**BRIEF**:
In the post about trivia team names, what did the team called "Dave Martinez School of Management" rename itself after Martinez was fired?

Tuesday, April 21, 2026

Republica – "Ready to Go" (1996)


I’m standing on the rooftops shouting out

“Baby, I’m ready to go!”


I’ve never had a cool nickname, and I’m envious of anyone who does.  (I know a guy who goes by “Ace,” and I would love it if people suddenly started to call me that – hint, hint!)


The next best thing to having a cool nickname would be to be a member of a trivia team with a cool team name.  I didn’t get to choose the somewhat boring names of my trivia teams – those teams got their starts before I joined them, so they already had names.


A lot of trivia teams have tried to come up with cool names.  But most of them failed – there are a lot of very lame trivia team names out there.


*     *     *     *     *


For example, the team that’s won the last three Pourhouse Trivia championships is called “What Would Snake Do?”  That’s a takeoff on “What Would Jesus Do?” but substitutes the “Snake” character from the The Simpsons (who’s a career criminal) for Jesus.  (Obviously it would not be wise to make one’s life choices based on what Snake would do if he were in your situation rather than what Jesus would do.)  


Snake from The Simpsons

Another very successful local team called itself “Dave Martinez School of Management” during Dave Martinez’s seven-year-plus tenure as the manager of the Washington Nationals.  When Martinez was fired last summer, that team changed its name to “Miguel Cairo School of Management” in honor of the man who replaced Martinez as the Nationals’ interim skipper.  (Blake Butera was hired as the Nats’ permanent manager last fall, but those guys haven’t changed their name to reflect that development yet – they seem to be sticking with Miguel Cairo, who’s now a coach with the Baltimore Orioles.)


One of my favorite team names – “Equatorial Guinea Pigs” – requires a bit of explaining.  Most nights, we have a “last word/first word” question.  The correct answer to such a question is a combination of two names or phrases that have a word in common – the last word of one is the first word of the other.  For example, if you were asked to combine the name of the star of the City Slickers movie with the name of an object often used by fortune tellers, the correct answer would be “Billy Crystal Ball.”


The “Equatorial Guinea Pigs” took their name from a last word/first word question that asked you to combine the name of the only African country to have Spanish as an official language (Equatorial Guinea) with the name of the herbivorous rodent belonging to the Cavia family that is a popular household pet (guinea pig).


Finally, here’s a team name that I do not approve of: “Does This Handkerchief Smell Like Chloroform To You?”


*     *     *     *     *


My trivia team calls itself the “Einsteins” – which probably strikes you as kind of dull.


Technically, our team wasn’t named in honor of Albert Einstein.  Rather, it was named for a fictional trivia team that was named in honor of the inventor of the theory of relativity.

**STORED RECORDS**:
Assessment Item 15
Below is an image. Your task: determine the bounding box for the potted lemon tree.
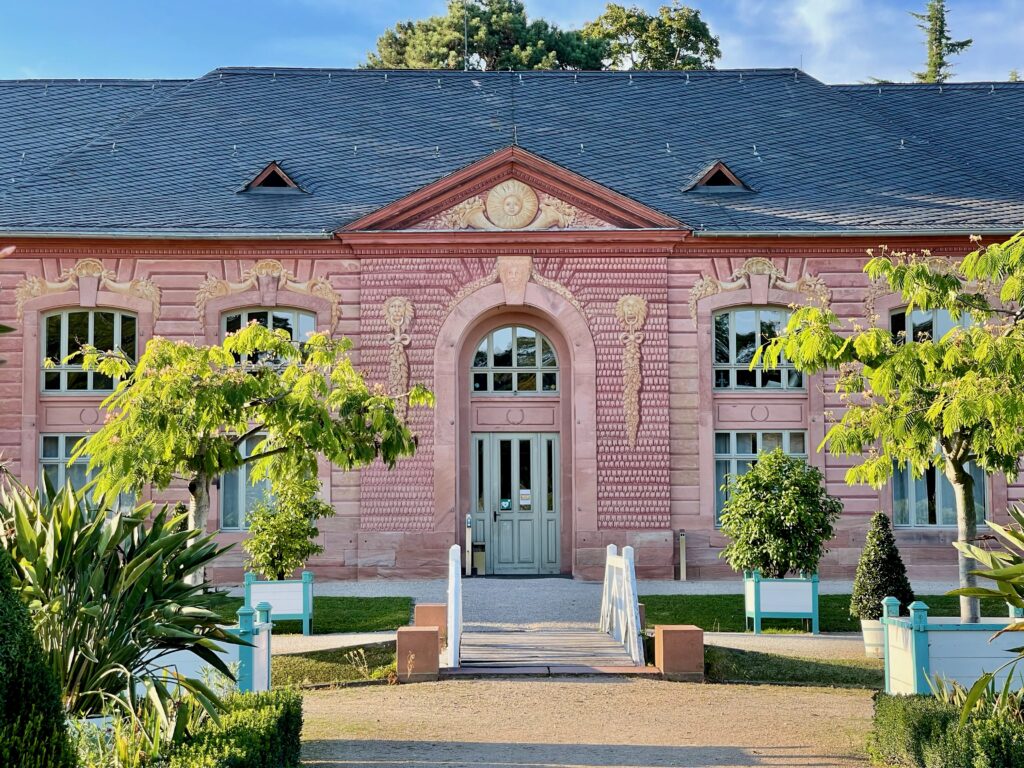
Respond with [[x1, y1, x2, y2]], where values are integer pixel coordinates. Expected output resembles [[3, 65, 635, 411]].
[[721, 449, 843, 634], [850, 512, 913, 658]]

==

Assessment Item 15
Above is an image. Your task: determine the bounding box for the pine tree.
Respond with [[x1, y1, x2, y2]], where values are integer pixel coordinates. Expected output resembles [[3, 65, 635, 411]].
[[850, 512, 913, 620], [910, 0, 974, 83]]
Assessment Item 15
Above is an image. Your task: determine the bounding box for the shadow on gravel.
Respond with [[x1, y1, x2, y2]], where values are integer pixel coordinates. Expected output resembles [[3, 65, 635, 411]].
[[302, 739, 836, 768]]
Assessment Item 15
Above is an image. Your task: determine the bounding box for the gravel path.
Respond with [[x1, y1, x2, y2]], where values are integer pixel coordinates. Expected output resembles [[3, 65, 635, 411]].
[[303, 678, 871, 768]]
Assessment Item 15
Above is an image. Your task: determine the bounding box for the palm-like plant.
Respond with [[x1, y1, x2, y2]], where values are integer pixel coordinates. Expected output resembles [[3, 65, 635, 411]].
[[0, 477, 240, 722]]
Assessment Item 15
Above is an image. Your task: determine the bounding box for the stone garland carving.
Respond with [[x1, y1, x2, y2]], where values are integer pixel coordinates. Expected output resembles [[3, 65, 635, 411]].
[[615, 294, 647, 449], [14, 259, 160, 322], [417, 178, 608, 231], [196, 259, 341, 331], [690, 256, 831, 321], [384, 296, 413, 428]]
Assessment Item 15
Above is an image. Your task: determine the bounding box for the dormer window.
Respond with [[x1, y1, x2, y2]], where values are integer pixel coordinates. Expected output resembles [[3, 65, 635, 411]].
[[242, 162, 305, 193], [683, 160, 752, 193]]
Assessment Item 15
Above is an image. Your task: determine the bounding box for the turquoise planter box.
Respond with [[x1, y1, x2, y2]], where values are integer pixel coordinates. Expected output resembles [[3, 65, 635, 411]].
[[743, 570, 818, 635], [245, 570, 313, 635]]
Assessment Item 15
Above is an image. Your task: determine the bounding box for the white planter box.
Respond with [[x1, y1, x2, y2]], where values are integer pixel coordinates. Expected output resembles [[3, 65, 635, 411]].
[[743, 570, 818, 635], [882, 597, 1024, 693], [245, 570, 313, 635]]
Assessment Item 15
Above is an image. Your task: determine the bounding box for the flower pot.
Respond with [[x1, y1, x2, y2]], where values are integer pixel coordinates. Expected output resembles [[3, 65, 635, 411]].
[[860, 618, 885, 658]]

**EXPECTED ANSWER**:
"Miguel Cairo School of Management"